> WHAT TO WORK ON
Print every one of the items below again, keeping each line word for word.

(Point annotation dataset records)
* BEGIN *

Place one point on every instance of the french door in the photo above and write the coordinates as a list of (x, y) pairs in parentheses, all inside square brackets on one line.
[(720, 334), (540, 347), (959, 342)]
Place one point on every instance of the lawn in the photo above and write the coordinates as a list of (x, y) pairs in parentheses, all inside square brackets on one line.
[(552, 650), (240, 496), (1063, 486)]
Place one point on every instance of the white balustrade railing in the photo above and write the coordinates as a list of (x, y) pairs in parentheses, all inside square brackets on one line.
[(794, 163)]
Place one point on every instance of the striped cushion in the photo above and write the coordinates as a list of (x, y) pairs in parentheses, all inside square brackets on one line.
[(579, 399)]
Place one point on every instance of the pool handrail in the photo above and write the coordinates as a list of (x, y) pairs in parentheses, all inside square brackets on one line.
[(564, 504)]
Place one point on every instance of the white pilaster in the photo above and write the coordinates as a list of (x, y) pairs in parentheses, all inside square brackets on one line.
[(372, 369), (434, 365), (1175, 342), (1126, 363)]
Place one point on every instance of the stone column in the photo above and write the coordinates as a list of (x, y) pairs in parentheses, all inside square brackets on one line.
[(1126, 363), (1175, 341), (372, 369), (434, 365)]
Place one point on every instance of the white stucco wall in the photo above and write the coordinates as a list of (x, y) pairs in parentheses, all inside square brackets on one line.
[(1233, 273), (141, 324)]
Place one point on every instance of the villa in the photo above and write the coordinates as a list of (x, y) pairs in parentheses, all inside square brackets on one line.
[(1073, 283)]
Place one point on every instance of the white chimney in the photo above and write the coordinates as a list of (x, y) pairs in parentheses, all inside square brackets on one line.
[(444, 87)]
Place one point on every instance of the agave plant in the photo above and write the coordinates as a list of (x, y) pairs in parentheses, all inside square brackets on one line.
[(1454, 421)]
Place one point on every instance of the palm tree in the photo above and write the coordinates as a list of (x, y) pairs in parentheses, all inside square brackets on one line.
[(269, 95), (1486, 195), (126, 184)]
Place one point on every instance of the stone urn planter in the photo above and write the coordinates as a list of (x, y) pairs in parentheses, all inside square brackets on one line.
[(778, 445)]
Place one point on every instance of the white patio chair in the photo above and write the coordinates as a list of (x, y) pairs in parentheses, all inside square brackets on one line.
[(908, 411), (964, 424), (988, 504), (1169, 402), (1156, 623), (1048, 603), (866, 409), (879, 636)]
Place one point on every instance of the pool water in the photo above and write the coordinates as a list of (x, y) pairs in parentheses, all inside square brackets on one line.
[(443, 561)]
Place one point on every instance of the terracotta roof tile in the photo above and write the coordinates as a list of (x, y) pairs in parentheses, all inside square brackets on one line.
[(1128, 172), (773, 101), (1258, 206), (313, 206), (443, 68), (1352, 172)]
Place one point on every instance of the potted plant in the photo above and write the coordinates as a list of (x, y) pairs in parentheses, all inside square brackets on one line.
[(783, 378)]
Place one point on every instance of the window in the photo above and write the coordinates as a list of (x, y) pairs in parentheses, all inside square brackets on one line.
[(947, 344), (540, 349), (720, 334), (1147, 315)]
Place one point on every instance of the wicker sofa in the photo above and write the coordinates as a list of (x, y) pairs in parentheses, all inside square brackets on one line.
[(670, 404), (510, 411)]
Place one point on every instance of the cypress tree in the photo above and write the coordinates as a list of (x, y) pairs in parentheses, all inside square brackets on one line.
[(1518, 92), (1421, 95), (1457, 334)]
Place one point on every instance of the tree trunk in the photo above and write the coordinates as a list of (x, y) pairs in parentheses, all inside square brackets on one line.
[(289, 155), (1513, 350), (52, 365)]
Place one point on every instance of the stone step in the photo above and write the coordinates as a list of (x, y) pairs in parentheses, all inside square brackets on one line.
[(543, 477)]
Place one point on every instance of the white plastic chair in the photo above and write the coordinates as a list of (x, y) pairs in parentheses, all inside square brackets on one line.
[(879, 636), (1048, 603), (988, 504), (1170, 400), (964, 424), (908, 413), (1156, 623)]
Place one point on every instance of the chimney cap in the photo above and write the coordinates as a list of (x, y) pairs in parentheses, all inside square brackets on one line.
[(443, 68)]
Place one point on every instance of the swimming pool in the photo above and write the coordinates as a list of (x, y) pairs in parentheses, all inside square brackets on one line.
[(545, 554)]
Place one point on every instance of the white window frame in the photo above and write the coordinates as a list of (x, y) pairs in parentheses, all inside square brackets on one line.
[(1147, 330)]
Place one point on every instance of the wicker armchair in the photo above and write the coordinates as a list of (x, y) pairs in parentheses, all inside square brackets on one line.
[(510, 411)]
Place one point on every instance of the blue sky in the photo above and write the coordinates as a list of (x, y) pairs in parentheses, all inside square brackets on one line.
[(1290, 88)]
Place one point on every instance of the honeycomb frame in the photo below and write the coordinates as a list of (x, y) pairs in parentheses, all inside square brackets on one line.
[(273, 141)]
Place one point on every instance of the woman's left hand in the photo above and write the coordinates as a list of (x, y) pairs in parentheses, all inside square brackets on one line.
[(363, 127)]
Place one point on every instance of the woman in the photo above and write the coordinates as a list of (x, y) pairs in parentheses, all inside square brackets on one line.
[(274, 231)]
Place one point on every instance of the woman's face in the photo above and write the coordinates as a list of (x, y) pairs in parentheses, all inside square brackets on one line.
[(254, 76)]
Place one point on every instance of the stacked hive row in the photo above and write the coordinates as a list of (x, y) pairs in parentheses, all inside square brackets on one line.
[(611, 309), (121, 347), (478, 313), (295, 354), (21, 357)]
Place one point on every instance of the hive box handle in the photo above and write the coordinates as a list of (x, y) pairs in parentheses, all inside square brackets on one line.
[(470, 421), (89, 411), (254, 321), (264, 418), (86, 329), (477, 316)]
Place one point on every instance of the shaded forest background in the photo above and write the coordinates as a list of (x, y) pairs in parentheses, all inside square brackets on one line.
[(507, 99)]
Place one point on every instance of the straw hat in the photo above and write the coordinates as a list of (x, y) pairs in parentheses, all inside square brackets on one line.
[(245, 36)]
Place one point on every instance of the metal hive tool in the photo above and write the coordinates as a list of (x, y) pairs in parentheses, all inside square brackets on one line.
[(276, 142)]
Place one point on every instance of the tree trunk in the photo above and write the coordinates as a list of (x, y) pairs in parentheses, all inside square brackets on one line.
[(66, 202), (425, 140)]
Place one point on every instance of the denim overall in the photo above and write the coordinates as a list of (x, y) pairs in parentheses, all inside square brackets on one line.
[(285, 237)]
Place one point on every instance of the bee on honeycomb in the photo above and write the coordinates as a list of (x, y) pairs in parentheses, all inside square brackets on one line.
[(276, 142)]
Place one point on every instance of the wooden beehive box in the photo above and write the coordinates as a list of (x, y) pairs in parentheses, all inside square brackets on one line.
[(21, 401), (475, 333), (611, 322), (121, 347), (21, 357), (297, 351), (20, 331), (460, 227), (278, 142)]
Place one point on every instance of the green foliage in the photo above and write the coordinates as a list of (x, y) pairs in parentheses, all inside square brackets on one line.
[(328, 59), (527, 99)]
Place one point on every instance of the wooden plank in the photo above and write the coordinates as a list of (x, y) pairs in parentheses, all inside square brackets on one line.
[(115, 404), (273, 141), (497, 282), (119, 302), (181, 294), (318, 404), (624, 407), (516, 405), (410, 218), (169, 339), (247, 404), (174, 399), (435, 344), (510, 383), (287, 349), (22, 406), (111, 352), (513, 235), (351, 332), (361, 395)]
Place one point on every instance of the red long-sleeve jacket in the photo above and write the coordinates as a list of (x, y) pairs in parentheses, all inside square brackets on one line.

* END *

> OUTPUT
Place one point on every instance of the french door in the photo above and write the coordinates as a list of (x, y) pairs in parentheses, all inside square brackets on one line.
[(720, 334), (540, 347), (959, 342)]
Place one point on every instance of the lawn in the photo above and write the coordinates as a list of (x, y) pairs in parentheses, all inside square brackets on one line.
[(552, 650), (240, 496), (1063, 486)]
Place one point on every instance of the white balustrade railing in the photo above and write the coordinates as a list of (x, y) pairs in parentheses, all inside square brackets on one line.
[(794, 163)]
Place one point on every instance of the striped cushion in the photo above and write the coordinates as a list of (x, y) pairs in parentheses, all inside square brackets on one line.
[(579, 399)]
Place one point on every instance of the pool handrail in the photo above and write the coordinates as a list of (x, y) pairs in parentheses, all inside square brackets on one line.
[(564, 504)]
Place one point on every instance of the white pilaster in the photo above and write the coordinates as a list of (x, y) pairs in parentheses, all inside square brackets on one line.
[(372, 369), (434, 365), (1175, 342), (1126, 363)]
Place one point on every instance of the stone column in the photo above and write the coordinates as a list of (x, y) pairs in parentheses, all inside square brackets on one line.
[(1126, 363), (1175, 341), (372, 369), (434, 365)]
Place one point on every instance of the white stucco wall in the photo above and write the coordinates as a list of (x, y) pairs in parentheses, all inside square brackets on one line.
[(1233, 273), (141, 324)]
Place one point on every instance of the villa in the photo above and write the coordinates as a list of (x, y) pairs in parentheses, all inside square brackets on one line.
[(1073, 283)]
Place one point on every instance of the white chimney in the photo above and write the coordinates as a list of (x, y) pairs in parentheses, all inside square brackets on one line.
[(444, 87)]
Place one point on every instance of the agave plant in the photo above and write the coordinates as a list of (x, y) pairs in parentheses, all inside square brackets on one line.
[(1454, 421)]
Place one point on every instance of the palm tree in the photo above and write the coordinates as a list of (x, y) pairs in parentheses, all inside square brackets on one line.
[(269, 95), (1486, 195), (126, 184)]
Place one point on every instance of the stone urn planter in the photo above and write the coordinates as a list of (x, y) pairs in parentheses, all inside square brackets on one line.
[(778, 445)]
Place one point on every instance of the white patio chair in the photo above and write the coordinates as a list of (x, y) pairs in parentheses, all inside square brackets on one line.
[(908, 411), (964, 424), (988, 504), (1169, 402), (1156, 623), (1048, 603), (866, 409), (879, 636)]
Place one point on every instance of the pool water in the photo above and write the coordinates as a list of (x, y) pairs in parentheses, all inside square brackets on one line.
[(443, 561)]
Place one point on every instance of the terracotta roof tile in the photo above and write the coordinates as a list of (x, y) pairs in parentheses, all inside square brackets on one line.
[(1128, 172), (773, 101), (1258, 206), (313, 206), (443, 68), (1352, 172)]
Place one point on every instance of the potted plant in the photo above and write the coordinates as a list of (x, y) pairs in parentheses, all inside square brackets on one line.
[(783, 378)]
Place one point on every instance of the window in the photo above and write the coordinates as a list of (x, y) pairs in parentheses, all inside square brackets on one line.
[(947, 344), (540, 349), (720, 334), (1147, 315)]
Place one point on every instance of the wicker sofa in the photo above and write the coordinates as a list of (x, y) pairs in parentheses, all inside square brackets on one line.
[(670, 404), (510, 411)]
Place one point on every instance of the cypress tree in the photo above and write the coordinates as a list of (x, y) pairs in parentheses, all inside square brackets on one line.
[(1518, 92), (1421, 95), (1457, 334)]
Place one point on every instance of the tree trunk in the photo above and write the coordinates as a list of (x, y) pairs in parentheses, all inside square brackets on one line.
[(289, 155), (1513, 350), (52, 365)]
Place one point on every instance of the stone step in the photo above and write the coordinates as a list of (x, y) pairs in parentheses, all inside square brackets on one line.
[(543, 477)]
Place one point on every instance of the white plastic chair in the photo above and write the coordinates as a list of (x, y) pairs in parentheses, all inside square brackets on one line.
[(879, 636), (1048, 603), (988, 504), (1170, 400), (964, 424), (908, 413), (1156, 623)]
Place one point on every instance of the chimney cap in the photo above and write the coordinates as a list of (x, y) pairs in parentheses, all inside square brackets on one line.
[(443, 68)]
Place one point on every instance of the swimming pool in the photo above and write the coordinates as a list of (x, y) pairs in parentheses, all inside square brackets on one line.
[(545, 554)]
Place one point on every instance of the white window frame in the photo above and write the coordinates as a list of (x, y) pairs in parentheses, all inside square brackets on one line.
[(1147, 330)]
Place one point on every instance of the wicker armchair in the photo above and write the coordinates as a list of (x, y) pairs in parentheses, all inside square brackets on one line.
[(510, 411)]
Place one point on every instance of the blue sky in the photo above and write the coordinates as a list of (x, y) pairs in parentheses, all inside square brackets on one line.
[(1290, 88)]
Place one point on every instance of the honeycomb frame in the photo below and write the coordinates as a list of (x, y) pairs in parentheses, all inside square brackets on one line.
[(273, 141)]
Place one point on every instance of the woman's left hand in the photo above and write the coordinates as a list of (x, y) pairs in parentheses, all inside square brackets on one line.
[(363, 127)]
Place one point on every instance of the woman in the photo above and write the coordinates as a list of (x, y) pairs in parentheses, all inside square brackets on one line.
[(274, 231)]
Place one point on every instance of the woman's face in the photo above and write the coordinates as a list of (x, y) pairs in parentheses, all inside square brackets on one line.
[(254, 76)]
Place one point on every instance of the stacked hive row in the photo above and write the coordinates as a list of (x, y) pairs in parentheses, all inside square brackets on one line.
[(611, 309), (121, 347), (478, 313), (295, 354), (21, 357)]
Place one point on every instance of the hive box handle in the photo above and write the coordinates as a list of (x, y) pairs in parentheses, all inside square brackets on one line.
[(470, 421), (89, 411), (254, 321), (264, 418), (86, 329), (477, 316)]
Place one point on every instance of the shaded forest background in the photo above and write the coordinates as a list of (x, y) pairs in parentheses, all inside square brackets on one line.
[(507, 99)]
Place one point on every instance of the straw hat in the photo above and write the coordinates as a list of (x, y) pairs in parentheses, all inside square brackets on one line.
[(245, 36)]
Place one point on every instance of the metal hive tool in the photo above and write the coordinates as a list of (x, y) pairs in parentheses, all inside square brackets on one line.
[(276, 142)]
Place one point on every instance of the tree trunk in the photo above and write the coordinates as a list of (x, y) pairs in parentheses, all inside square brackets on one line.
[(66, 202), (425, 140)]
Place one point on every instance of the denim overall in the photo above and write the coordinates as a list of (x, y) pairs in parentheses, all inside square brackets on one line.
[(285, 237)]
Place one point on every instance of the bee on honeycomb in the photo above and write the coordinates as a list of (x, y) pairs in parentheses, all inside square brackets on one line.
[(276, 142)]
Place one point on every instance of the wooden beehive box in the photo above and write the coordinates as a list of (x, y) pairs in parentheses, all inside square brackets on one line.
[(21, 401), (475, 333), (611, 322), (121, 347), (21, 357), (297, 351), (20, 331), (460, 227), (278, 142)]
Place one point on every instance of the green foliage in the photo above and write the coordinates as a list of (x, y) pairs in parentheses, all inside square brackets on one line.
[(328, 59), (527, 99)]
Place one point on every instance of the wooden plank in the photo above and write the coordinates as a list of (x, y) pairs in parentheses, all inside square brackets on one line.
[(115, 404), (273, 141), (497, 282), (119, 302), (181, 294), (318, 404), (624, 407), (516, 405), (410, 218), (169, 339), (247, 404), (174, 399), (435, 344), (510, 383), (287, 349), (22, 406), (111, 352), (513, 235), (351, 332), (361, 395)]
Place one point on every instance of the red long-sleeve jacket in the photo above and write the coordinates as a list of (x, y) pairs in parentheses, all inside square brackets on one line.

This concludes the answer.